— What the task asks —
The data should be printed in full, character for character.

— Given data —
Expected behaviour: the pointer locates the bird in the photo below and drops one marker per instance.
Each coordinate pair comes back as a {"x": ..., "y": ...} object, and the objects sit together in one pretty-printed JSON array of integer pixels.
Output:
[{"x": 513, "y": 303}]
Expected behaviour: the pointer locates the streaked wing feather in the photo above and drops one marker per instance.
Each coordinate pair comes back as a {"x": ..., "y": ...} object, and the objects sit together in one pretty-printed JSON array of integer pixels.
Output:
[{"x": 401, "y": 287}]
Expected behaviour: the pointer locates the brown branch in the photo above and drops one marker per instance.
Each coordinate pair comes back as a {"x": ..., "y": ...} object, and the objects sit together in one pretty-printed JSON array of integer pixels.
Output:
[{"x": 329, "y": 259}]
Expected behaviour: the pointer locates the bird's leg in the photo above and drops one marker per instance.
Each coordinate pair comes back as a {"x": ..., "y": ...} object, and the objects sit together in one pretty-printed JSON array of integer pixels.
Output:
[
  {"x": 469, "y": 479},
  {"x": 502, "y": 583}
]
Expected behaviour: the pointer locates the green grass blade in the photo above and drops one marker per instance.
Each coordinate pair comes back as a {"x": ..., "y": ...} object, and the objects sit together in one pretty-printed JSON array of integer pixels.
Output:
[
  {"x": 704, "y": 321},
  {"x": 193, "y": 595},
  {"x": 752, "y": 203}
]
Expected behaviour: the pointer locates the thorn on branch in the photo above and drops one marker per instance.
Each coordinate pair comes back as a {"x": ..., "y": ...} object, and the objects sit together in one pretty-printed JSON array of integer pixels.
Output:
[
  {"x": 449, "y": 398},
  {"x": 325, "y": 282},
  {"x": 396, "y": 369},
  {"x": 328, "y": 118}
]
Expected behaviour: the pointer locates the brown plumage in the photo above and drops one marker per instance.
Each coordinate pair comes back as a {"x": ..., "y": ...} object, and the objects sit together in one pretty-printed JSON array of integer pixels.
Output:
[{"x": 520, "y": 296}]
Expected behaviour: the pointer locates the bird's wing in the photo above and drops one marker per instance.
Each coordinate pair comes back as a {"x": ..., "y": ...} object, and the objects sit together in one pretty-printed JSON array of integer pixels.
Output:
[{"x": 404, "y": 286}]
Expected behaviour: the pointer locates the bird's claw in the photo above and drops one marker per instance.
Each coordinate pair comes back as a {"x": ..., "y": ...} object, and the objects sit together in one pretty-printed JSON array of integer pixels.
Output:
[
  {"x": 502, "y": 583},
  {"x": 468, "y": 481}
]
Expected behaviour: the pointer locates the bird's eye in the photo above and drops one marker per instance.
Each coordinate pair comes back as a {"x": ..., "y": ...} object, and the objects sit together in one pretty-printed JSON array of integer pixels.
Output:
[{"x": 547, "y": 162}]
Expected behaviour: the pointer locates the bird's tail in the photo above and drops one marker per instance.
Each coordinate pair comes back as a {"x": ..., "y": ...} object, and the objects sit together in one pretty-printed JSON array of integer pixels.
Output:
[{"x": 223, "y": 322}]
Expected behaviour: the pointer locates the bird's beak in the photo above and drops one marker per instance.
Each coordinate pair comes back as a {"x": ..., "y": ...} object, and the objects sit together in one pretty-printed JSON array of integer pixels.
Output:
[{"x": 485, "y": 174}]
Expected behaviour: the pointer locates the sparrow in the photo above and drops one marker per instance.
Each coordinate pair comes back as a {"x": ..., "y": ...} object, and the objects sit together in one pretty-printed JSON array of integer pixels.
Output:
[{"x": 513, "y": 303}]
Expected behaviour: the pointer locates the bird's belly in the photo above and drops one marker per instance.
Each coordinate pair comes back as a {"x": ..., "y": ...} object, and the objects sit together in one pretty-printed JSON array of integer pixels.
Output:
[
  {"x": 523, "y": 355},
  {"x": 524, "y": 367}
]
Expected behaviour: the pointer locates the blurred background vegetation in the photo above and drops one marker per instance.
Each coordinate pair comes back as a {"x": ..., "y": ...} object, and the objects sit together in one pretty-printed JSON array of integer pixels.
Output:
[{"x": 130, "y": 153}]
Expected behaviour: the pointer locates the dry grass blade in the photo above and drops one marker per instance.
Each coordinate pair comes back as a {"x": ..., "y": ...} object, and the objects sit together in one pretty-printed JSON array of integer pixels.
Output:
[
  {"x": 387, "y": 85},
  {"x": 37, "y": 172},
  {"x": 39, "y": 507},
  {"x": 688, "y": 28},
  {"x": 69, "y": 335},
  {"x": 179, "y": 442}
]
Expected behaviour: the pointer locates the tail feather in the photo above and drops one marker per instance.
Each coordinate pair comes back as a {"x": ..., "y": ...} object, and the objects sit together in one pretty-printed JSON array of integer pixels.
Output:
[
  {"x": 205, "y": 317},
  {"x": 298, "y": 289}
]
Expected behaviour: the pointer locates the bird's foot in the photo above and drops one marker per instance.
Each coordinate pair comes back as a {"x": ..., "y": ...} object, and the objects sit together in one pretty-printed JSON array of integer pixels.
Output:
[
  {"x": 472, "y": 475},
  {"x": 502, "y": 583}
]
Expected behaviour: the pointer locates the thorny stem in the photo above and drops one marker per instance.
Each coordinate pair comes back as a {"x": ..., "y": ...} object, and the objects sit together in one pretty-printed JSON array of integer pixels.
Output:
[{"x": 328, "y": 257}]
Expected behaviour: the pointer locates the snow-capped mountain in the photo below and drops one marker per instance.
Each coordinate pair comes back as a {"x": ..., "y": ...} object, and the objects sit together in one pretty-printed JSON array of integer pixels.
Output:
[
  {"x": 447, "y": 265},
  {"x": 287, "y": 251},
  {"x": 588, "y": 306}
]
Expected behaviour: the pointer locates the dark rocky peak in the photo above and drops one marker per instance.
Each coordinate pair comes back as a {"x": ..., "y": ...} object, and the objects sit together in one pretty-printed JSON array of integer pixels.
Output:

— Your solution —
Expected behaviour: the pointer locates the bird in the photo below and drops one marker per instance.
Each coordinate pair comes back as a {"x": ..., "y": ...} object, and the objects sit together in one pretty-printed JSON array of integer pixels.
Output:
[{"x": 513, "y": 303}]
Expected behaviour: the pointer locates the streaked wing feather in the photo above and drops one marker per instance.
Each coordinate pair comes back as a {"x": ..., "y": ...} object, and the objects sit together in one pretty-printed JSON array of integer pixels.
Output:
[{"x": 401, "y": 287}]
Expected behaviour: the pointer locates the brown branch in the photo above and drops one marker per instance.
Each coordinate pair comes back as a {"x": ..., "y": ...} object, and the objects sit together in one pretty-printed JSON array of integer pixels.
Output:
[{"x": 329, "y": 259}]
Expected behaviour: the pointer locates the bird's leg in the photo above and drops one marker per instance.
Each coordinate pair comes back as a {"x": ..., "y": ...} object, and the objects sit together in one pretty-printed JSON array of integer pixels.
Output:
[
  {"x": 469, "y": 479},
  {"x": 502, "y": 583}
]
Expected behaviour: the pointer locates the green grass blade in the photo above and drops one marker per instance.
Each coordinate pair comes back as a {"x": ..., "y": ...} object, and the objects sit together in one pretty-printed JSON array of integer pixels.
Output:
[
  {"x": 704, "y": 321},
  {"x": 193, "y": 595},
  {"x": 752, "y": 203}
]
Expected behaviour: the pointer locates the thorn on branch in the photo above and drops one marker per instance.
Each coordinate pair comes back as a {"x": ..., "y": ...} object, and the objects sit together in one pretty-printed JSON array of integer pixels.
Output:
[
  {"x": 449, "y": 398},
  {"x": 325, "y": 282},
  {"x": 396, "y": 369},
  {"x": 328, "y": 118}
]
Expected behaviour: the pointer locates the brown plumage in the photo above and drops one marker per instance.
Each coordinate pair comes back as a {"x": ..., "y": ...} object, and the objects sit together in one pretty-printed JSON array of integer pixels.
Output:
[{"x": 520, "y": 296}]
Expected behaviour: the pointer locates the bird's wing in the photo above and drops one marker per instance.
Each coordinate pair comes back as a {"x": ..., "y": ...} object, and the objects sit together in one pretty-printed JSON array of integer pixels.
Output:
[{"x": 404, "y": 286}]
Expected behaviour: the pointer locates the bird's claw in the photo above and drops one marker per instance.
Each coordinate pair comes back as a {"x": ..., "y": ...} object, and the objects sit together in one pretty-printed JSON array of integer pixels.
Output:
[
  {"x": 502, "y": 583},
  {"x": 468, "y": 481}
]
Expected behaviour: the pointer locates the bird's eye in the photo above and drops one marker per instance.
Each coordinate pair comes back as a {"x": ..., "y": ...} object, and the objects sit together in one pretty-printed JSON array of integer pixels.
Output:
[{"x": 547, "y": 162}]
Expected behaviour: the pointer locates the bird's tail in the photo above and drops one marker per instance.
Each coordinate pair comes back as a {"x": ..., "y": ...} object, and the objects sit together in one pretty-printed JSON array of integer pixels.
Output:
[{"x": 223, "y": 322}]
Expected behaviour: the pointer locates the bird's beak in the photo above and drops one marker per instance.
Each coordinate pair comes back as a {"x": ..., "y": ...} object, and the objects sit together in one pretty-printed JSON array of integer pixels.
Output:
[{"x": 485, "y": 174}]
Expected behaviour: the pointer locates the sparrow in the photo above and drops one marker per instance.
Each coordinate pair comes back as a {"x": ..., "y": ...} object, and the objects sit together in one pretty-printed JSON array of integer pixels.
Output:
[{"x": 513, "y": 303}]
Expected behaviour: the pointer locates the bird's belly in the photo above and drops one marker per instance.
Each coordinate pair comes back as a {"x": ..., "y": ...} object, and the objects sit together in one pretty-printed JSON array of integer pixels.
Output:
[
  {"x": 523, "y": 355},
  {"x": 524, "y": 367}
]
Expected behaviour: the pointer locates the blurred background vegetation in the photo above and drops one marker per instance.
Each coordinate pair comes back as a {"x": ..., "y": ...} object, and the objects sit together in one pretty-printed JSON array of integer pixels.
Output:
[{"x": 130, "y": 153}]
Expected behaviour: the pointer locates the dry grass blade in the photo above and drops one marker per instance.
Each coordinate pair comes back as a {"x": ..., "y": ...} object, and the objects sit together in one pretty-printed JSON array of integer pixels.
Output:
[
  {"x": 387, "y": 85},
  {"x": 37, "y": 172},
  {"x": 39, "y": 507},
  {"x": 688, "y": 28},
  {"x": 69, "y": 335},
  {"x": 179, "y": 442}
]
Expected behaviour: the pointer locates the tail feather in the photo above and drops one marker per instance.
Each coordinate pair comes back as a {"x": ..., "y": ...} object, and the objects sit together in one pretty-printed JSON array of integer pixels.
Output:
[
  {"x": 205, "y": 317},
  {"x": 298, "y": 289}
]
Expected behaviour: the pointer locates the bird's foot in the photo above and drops one marker per instance.
Each coordinate pair comes back as a {"x": ..., "y": ...} object, and the objects sit together in one pretty-printed JSON array of integer pixels.
Output:
[
  {"x": 472, "y": 475},
  {"x": 502, "y": 583}
]
Expected behaviour: the pointer locates the thorny stem in the photo above and drops one marker per instance.
Each coordinate pair comes back as a {"x": ..., "y": ...} object, and the objects sit together in one pretty-printed JSON array of integer pixels.
Output:
[{"x": 328, "y": 257}]
Expected behaviour: the pointer locates the snow-capped mountain in the photo below and drops one marker per instance.
Each coordinate pair comes back as a {"x": ..., "y": ...} object, and the objects sit together in one pretty-printed JSON array of integer pixels.
Output:
[
  {"x": 447, "y": 265},
  {"x": 287, "y": 251},
  {"x": 588, "y": 306}
]
Expected behaviour: the pointer locates the dark rocky peak in the photo above and drops one marker per instance.
Each coordinate pair comes back as a {"x": ..., "y": ...} object, and the objects sit together in one pretty-printed JSON array of integer pixels.
Output:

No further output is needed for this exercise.